**TRECHO DO DOCUMENTO:**
= = = = =

Mais uma história sobre um inigualável personagem da história da F1: Bernie Ecclestone.
John Archbold era um brilhante empreendedor que lá pela segunda metade do século XIX havia sido um dos mais duros competidores de John D. Rockefeller no negócio do petróleo. Porém, e como era de esperar, sua pequena empresa acabou sendo, irremissivelmente, absorvida pelo império do magnate. Contudo, Rockefeller, imediatamente, soube ver o enorme talento e visão de futuro de Archbold, assim como apreciar suas muitas qualidades de bom homem de negócios. Portanto, Rockefeller, primeiro o incorpora ao conselho de direção de sua empresa para, logo depois, promovê-lo a associado e, finalmente, a presidente de sua companhia, a Standard Oil Co., com o que Archbold passava a ser sua verdadeira mão direita.

= = = = =

**REGISTROS:**
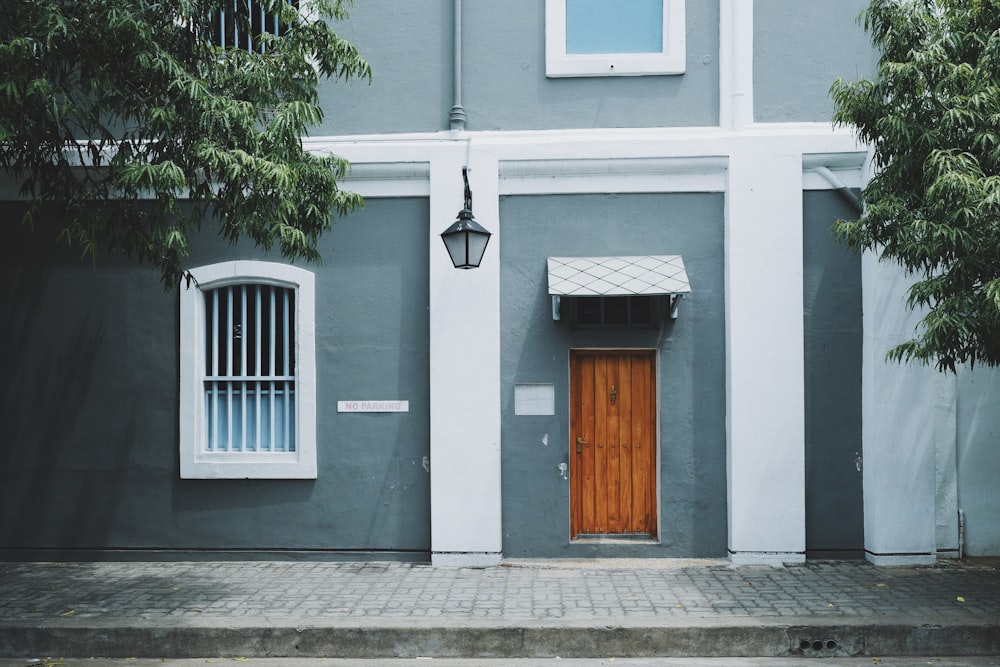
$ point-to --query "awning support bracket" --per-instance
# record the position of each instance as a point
(675, 302)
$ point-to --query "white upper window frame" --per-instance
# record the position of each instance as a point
(670, 60)
(195, 461)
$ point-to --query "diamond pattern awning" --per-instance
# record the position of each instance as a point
(617, 276)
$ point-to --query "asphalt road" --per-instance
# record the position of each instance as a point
(993, 661)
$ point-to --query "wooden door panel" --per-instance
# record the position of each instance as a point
(612, 469)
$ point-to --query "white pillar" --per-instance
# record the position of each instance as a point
(465, 371)
(899, 427)
(765, 448)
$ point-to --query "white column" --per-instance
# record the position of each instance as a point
(465, 371)
(899, 427)
(765, 448)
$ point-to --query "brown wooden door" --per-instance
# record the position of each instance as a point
(612, 442)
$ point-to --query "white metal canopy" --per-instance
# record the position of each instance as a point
(644, 275)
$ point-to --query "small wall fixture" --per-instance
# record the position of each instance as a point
(466, 239)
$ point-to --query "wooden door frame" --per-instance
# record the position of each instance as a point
(570, 442)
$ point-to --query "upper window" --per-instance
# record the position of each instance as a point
(614, 37)
(247, 372)
(240, 23)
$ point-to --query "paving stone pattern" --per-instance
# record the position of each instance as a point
(537, 590)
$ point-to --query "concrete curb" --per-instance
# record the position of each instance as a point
(736, 638)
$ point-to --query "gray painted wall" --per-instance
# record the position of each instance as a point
(978, 459)
(534, 348)
(504, 82)
(833, 341)
(800, 48)
(90, 459)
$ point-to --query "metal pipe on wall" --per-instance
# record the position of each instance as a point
(457, 116)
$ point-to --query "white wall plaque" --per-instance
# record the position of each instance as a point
(534, 399)
(373, 406)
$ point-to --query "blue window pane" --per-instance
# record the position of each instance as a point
(614, 26)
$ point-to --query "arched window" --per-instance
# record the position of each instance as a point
(248, 372)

= = = = =

**OBJETIVO DA TAREFA:** Cite fielmente a passagem do texto sobre John Archbold que começa nas palavras "Mais uma história" e termina depois de "verdadeira mão direita.". Os registros foram tirados de outra fonte.

**SOLUÇÃO DO PROBLEMA:**
Mais uma história sobre um inigualável personagem da história da F1: Bernie Ecclestone.
John Archbold era um brilhante empreendedor que lá pela segunda metade do século XIX havia sido um dos mais duros competidores de John D. Rockefeller no negócio do petróleo. Porém, e como era de esperar, sua pequena empresa acabou sendo, irremissivelmente, absorvida pelo império do magnate. Contudo, Rockefeller, imediatamente, soube ver o enorme talento e visão de futuro de Archbold, assim como apreciar suas muitas qualidades de bom homem de negócios. Portanto, Rockefeller, primeiro o incorpora ao conselho de direção de sua empresa para, logo depois, promovê-lo a associado e, finalmente, a presidente de sua companhia, a Standard Oil Co., com o que Archbold passava a ser sua verdadeira mão direita.